__Task requirements__: Quote word for word the passage in the opinion piece below on Scientology and mental health criticism, beginning at the words "Australia takes a" and stopping after "important consumer voices.".

__Reading passage__:
+++
Criticism of the mental health system should not be equated with Scientology

For 30 years, Scientology has had a curious place in Australia’s legal and social fabric. Designated as a religion in the famous [to legal nerds] High Court case, Church of the New Faith v Commissioner of Pay Roll Tax (Vic), Scientology enjoys a raft of benefits including exemptions from taxation and anti-discrimination legislation.

Australia takes a different view to other nations, such as the United Kingdom, which takes a narrower definition of religion that excludes Scientology. There have, however, been pushes to amend Australia’s position [1], including most recently, a Sydney Morning Herald / Age article that quotes Professors Patrick McGorry and Ian Hickie.

While I am moved by the concerns that both Professors McGorry and Hickie state, I am concerned their recent article’s accompanying commentary about “activist consumers”, including those with “undisclosed links” to Scientology, erodes trust in important consumer voices.

The truth is that Scientologists and mental health consumer groups have little in common. Where they do overlap is in recognising the common harms that are caused by the mental health system.

This isn’t fringe. Deemed by Victoria's Royal Commission to have "catastrophically failed to live up to expectations", the mental health system has long been accused of violating human rights, taking an overly biomedical approach, and resisting opportunities to reform.

I can speak to these issues, having worked in human rights, research and regulatory roles across the mental health system. Unfortunately, I have witnessed a culture of practice within public psychiatry that, though having notable exceptions, has too easily overridden the wishes of consumers (aka patients) through involuntary treatment and breaches of the law by mental health professionals.

However, sustaining such a conversation is difficult. Regularly consumer groups who challenge or provide alternatives to mainstream services are discredited with unsophisticated labels like "anti-psychiatry”, or as some may interpret from this article, supporters of Scientology.
+++
__Data shown__:
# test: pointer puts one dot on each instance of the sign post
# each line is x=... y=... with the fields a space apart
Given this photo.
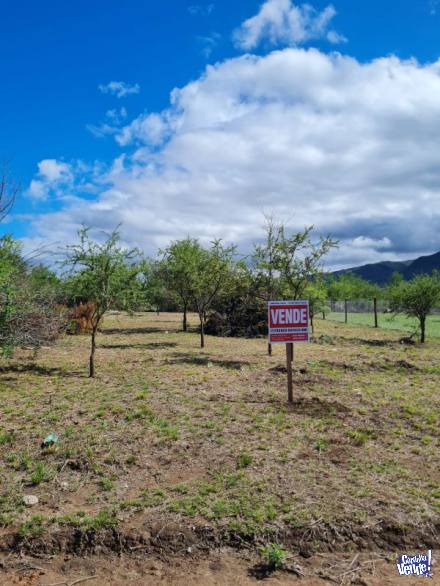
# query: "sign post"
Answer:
x=288 y=324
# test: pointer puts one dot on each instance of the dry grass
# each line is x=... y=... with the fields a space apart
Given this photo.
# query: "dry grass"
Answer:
x=166 y=431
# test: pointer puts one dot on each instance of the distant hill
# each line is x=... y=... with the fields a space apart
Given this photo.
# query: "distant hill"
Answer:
x=381 y=272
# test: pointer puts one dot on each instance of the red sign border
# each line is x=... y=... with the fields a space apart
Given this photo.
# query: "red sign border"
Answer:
x=289 y=337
+++
__Solution for this task__:
Australia takes a different view to other nations, such as the United Kingdom, which takes a narrower definition of religion that excludes Scientology. There have, however, been pushes to amend Australia’s position [1], including most recently, a Sydney Morning Herald / Age article that quotes Professors Patrick McGorry and Ian Hickie.

While I am moved by the concerns that both Professors McGorry and Hickie state, I am concerned their recent article’s accompanying commentary about “activist consumers”, including those with “undisclosed links” to Scientology, erodes trust in important consumer voices.